### EXERCISE MATERIALS:
##############################
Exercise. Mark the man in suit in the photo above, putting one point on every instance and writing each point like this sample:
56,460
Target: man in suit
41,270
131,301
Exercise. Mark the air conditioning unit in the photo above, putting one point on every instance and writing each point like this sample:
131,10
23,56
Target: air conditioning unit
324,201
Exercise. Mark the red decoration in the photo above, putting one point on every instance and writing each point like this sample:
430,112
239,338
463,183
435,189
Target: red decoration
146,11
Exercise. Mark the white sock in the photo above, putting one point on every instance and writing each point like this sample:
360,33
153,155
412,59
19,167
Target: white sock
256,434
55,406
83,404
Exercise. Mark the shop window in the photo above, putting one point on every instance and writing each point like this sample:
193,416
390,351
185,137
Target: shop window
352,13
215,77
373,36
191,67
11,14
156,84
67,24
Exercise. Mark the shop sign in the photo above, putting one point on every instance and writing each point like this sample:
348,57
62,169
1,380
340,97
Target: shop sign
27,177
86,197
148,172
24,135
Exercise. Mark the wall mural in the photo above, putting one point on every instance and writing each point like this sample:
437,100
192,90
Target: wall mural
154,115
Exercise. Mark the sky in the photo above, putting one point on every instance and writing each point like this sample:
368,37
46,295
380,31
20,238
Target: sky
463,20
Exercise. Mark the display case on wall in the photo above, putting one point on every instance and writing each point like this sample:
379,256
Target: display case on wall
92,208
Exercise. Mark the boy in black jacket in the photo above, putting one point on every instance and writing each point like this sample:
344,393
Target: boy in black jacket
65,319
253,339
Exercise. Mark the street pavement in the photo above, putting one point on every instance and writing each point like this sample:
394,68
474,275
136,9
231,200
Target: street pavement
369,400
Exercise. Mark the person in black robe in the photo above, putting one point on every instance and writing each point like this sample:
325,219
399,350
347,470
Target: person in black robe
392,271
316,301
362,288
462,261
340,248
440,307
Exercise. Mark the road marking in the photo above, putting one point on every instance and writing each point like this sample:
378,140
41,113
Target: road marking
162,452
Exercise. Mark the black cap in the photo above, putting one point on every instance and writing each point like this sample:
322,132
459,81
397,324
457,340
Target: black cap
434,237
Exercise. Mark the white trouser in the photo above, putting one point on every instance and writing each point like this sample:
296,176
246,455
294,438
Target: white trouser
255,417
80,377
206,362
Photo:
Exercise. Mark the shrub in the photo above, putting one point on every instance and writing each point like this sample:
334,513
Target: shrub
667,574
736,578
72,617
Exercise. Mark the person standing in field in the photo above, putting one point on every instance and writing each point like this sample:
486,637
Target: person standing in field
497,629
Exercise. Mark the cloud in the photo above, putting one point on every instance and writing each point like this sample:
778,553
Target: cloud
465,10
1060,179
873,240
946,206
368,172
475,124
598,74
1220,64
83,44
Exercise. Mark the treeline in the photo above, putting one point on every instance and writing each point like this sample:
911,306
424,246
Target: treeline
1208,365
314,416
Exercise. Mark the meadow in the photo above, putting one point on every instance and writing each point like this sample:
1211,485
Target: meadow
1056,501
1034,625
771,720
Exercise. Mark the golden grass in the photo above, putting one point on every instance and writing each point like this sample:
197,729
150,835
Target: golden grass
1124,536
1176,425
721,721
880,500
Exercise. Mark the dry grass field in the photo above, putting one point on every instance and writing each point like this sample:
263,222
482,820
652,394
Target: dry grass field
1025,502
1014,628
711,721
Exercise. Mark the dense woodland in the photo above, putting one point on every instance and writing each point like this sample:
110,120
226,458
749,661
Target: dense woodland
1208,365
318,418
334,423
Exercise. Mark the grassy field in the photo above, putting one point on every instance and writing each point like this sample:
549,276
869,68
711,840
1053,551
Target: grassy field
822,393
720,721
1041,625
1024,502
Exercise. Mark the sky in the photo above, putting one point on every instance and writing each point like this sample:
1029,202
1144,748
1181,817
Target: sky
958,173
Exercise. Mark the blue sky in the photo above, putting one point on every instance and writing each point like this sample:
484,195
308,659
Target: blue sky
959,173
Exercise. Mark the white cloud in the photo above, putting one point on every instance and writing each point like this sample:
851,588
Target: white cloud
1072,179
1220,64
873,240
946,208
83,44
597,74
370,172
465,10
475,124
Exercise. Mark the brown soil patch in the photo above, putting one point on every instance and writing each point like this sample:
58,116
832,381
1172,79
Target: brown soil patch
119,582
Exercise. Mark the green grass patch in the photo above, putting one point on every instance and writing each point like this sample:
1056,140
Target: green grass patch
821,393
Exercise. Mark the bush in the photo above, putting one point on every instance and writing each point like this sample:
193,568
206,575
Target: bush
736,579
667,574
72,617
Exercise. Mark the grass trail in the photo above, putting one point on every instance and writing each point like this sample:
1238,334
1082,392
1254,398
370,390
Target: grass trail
##############################
### WHAT IS EXPECTED:
Starting at the line that contains "Exercise. Mark the white cloud", retype each line through the end of the listing above and nothing else.

### EXERCISE ANSWER:
Exercise. Mark the white cloud in the photo above, putting one point on every instance and writing each point like this sample:
851,588
Target: white cloud
1072,179
1220,64
873,240
946,208
83,44
597,74
370,172
465,10
475,124
Exercise. Mark the brown soil patch in the photo above, putting one point on every instance and writing each point like this sample:
58,116
832,381
1172,79
Target: brown soil patch
119,582
Exercise. Mark the green grass patch in the photo above, putting one point on every instance and writing each point like this sample:
1056,140
Target: green grass patch
821,393
Exercise. Mark the bush in the photo above, putting one point on every instance and writing each point like this sample:
193,568
206,575
Target: bush
736,579
667,574
72,617
Exercise. Mark the grass trail in the photo above, putting one point on every instance and writing each point like this sample:
1238,334
1082,392
1254,398
370,390
Target: grass trail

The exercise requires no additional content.